## WHAT THE TASK ASKS
Which lines run from the line with "owl's breast feathers." through the line with "of the owl." in the entries below? Print them exactly, both ends included, and nothing more.

[[ SUPPLIED ENTRIES open ]]

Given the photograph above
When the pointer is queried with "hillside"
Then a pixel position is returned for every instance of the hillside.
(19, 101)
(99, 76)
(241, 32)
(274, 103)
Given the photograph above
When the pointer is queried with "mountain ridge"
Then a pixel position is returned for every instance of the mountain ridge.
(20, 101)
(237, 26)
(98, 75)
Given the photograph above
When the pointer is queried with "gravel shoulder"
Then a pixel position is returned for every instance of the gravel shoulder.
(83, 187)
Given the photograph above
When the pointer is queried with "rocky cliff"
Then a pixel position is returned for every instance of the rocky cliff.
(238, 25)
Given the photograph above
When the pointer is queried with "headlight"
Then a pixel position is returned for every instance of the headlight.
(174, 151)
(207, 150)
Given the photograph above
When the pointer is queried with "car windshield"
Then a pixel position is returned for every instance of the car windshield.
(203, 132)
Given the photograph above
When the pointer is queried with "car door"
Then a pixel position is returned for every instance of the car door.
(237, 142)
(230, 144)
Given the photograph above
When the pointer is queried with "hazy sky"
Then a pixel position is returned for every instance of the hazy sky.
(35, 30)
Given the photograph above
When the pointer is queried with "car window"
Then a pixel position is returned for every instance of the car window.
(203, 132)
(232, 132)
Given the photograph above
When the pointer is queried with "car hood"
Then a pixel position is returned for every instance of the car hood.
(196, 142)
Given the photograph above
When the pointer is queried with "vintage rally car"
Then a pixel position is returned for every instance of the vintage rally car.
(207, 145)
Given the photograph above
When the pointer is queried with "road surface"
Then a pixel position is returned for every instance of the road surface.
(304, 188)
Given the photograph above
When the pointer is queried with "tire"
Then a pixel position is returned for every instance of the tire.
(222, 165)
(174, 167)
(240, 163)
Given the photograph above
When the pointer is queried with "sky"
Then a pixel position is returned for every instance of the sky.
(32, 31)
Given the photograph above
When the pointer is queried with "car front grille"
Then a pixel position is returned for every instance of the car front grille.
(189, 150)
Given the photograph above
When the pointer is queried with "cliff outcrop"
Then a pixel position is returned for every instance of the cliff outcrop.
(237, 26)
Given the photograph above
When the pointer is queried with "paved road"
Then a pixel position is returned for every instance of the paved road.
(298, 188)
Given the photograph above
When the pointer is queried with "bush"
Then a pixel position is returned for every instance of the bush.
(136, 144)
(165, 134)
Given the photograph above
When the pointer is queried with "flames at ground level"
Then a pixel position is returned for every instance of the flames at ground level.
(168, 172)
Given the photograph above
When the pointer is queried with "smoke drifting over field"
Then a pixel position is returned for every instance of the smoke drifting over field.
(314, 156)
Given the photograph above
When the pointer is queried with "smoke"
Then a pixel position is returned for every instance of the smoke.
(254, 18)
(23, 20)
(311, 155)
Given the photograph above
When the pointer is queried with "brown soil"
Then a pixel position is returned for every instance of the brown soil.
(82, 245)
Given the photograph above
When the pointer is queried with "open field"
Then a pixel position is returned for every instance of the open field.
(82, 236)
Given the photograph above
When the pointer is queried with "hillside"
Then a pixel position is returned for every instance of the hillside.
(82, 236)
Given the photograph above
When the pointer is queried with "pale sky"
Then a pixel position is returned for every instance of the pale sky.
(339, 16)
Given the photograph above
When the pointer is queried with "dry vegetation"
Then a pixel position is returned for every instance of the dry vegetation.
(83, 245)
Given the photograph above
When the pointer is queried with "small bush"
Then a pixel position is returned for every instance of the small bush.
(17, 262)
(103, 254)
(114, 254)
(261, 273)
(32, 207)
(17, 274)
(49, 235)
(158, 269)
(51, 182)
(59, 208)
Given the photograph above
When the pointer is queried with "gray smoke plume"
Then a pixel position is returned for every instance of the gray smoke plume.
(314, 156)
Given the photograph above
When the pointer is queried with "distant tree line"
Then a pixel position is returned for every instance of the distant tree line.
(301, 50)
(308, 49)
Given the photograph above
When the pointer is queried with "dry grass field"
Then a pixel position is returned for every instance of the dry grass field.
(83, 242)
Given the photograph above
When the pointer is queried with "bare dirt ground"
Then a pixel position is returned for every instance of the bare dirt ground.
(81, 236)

[[ SUPPLIED ENTRIES closed ]]
[[ SUPPLIED ENTRIES open ]]

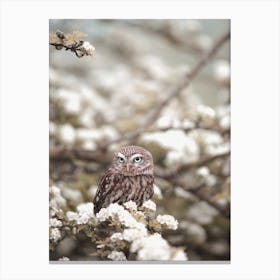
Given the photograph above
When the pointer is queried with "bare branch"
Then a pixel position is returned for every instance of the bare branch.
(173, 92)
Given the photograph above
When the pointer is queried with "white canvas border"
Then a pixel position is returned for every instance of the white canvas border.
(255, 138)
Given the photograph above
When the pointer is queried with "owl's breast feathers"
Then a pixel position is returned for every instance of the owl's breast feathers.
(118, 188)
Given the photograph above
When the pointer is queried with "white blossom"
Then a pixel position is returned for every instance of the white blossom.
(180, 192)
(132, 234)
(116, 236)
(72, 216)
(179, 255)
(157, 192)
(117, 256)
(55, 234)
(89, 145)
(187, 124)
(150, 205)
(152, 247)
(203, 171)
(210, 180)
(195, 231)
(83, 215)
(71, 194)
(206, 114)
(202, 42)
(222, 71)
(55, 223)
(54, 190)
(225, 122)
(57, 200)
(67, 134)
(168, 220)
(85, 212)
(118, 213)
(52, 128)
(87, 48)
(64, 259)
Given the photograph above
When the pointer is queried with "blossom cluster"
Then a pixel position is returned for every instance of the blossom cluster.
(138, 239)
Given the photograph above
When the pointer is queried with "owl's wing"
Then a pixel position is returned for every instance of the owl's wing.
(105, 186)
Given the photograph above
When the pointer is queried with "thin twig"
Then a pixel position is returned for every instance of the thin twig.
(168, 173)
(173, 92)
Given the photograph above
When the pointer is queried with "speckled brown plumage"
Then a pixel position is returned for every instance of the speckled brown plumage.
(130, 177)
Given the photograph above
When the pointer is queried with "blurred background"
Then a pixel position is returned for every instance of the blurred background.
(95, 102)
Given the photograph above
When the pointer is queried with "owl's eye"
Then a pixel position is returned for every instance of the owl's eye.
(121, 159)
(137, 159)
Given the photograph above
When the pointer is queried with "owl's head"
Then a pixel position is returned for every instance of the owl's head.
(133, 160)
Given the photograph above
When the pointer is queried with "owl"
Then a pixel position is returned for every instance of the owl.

[[ SUPPLIED ENTRIES closed ]]

## RESULT FOR THIS EXERCISE
Then a pixel position is returned for every instance of the owl's breast feathers.
(118, 188)
Given the photograph above
When the pointer is queried with "white blossom"
Then a pixel position is returned for every instance of the white blossom.
(180, 192)
(132, 234)
(116, 236)
(72, 216)
(179, 255)
(157, 192)
(117, 256)
(55, 234)
(89, 145)
(187, 124)
(150, 205)
(152, 247)
(203, 171)
(210, 180)
(195, 231)
(83, 215)
(71, 194)
(206, 114)
(202, 42)
(222, 71)
(55, 223)
(54, 190)
(225, 122)
(57, 200)
(67, 134)
(168, 220)
(85, 212)
(118, 213)
(52, 128)
(87, 48)
(64, 259)
Given the photograph above
When the pointer is queried with "blossom cluster"
Then a pixel position is returned for every instance of the blossom cluster.
(138, 239)
Given the photograph above
When the pointer is queried with "owl's wing"
Then a pixel position is returned for every instance of the owl's wing.
(105, 186)
Given the photograph above
When the pointer is queried with "thin twig"
Then a pixel position is returned for every instance of the thin twig.
(168, 173)
(173, 92)
Given the photograph above
When the pointer is queried with "speckled brown plumage"
Then a pixel position is returned for every instance of the speckled brown plumage.
(130, 177)
Given the photograph above
When the pointer is queried with "blurred background"
Then a pixel position is returned for every instance of the blurred background.
(95, 102)
Given the photograph above
When the pointer is queried with "owl's eye"
Then a pixel position is returned for every instance of the owl's eye.
(121, 159)
(137, 159)
Given the photograph above
When the pointer is queried with "owl's head"
Then a pixel position is returned for every instance of the owl's head.
(133, 160)
Given the photograph above
When the pointer is queried with "owl"
Then a pixel position is returned for every instance of the owl.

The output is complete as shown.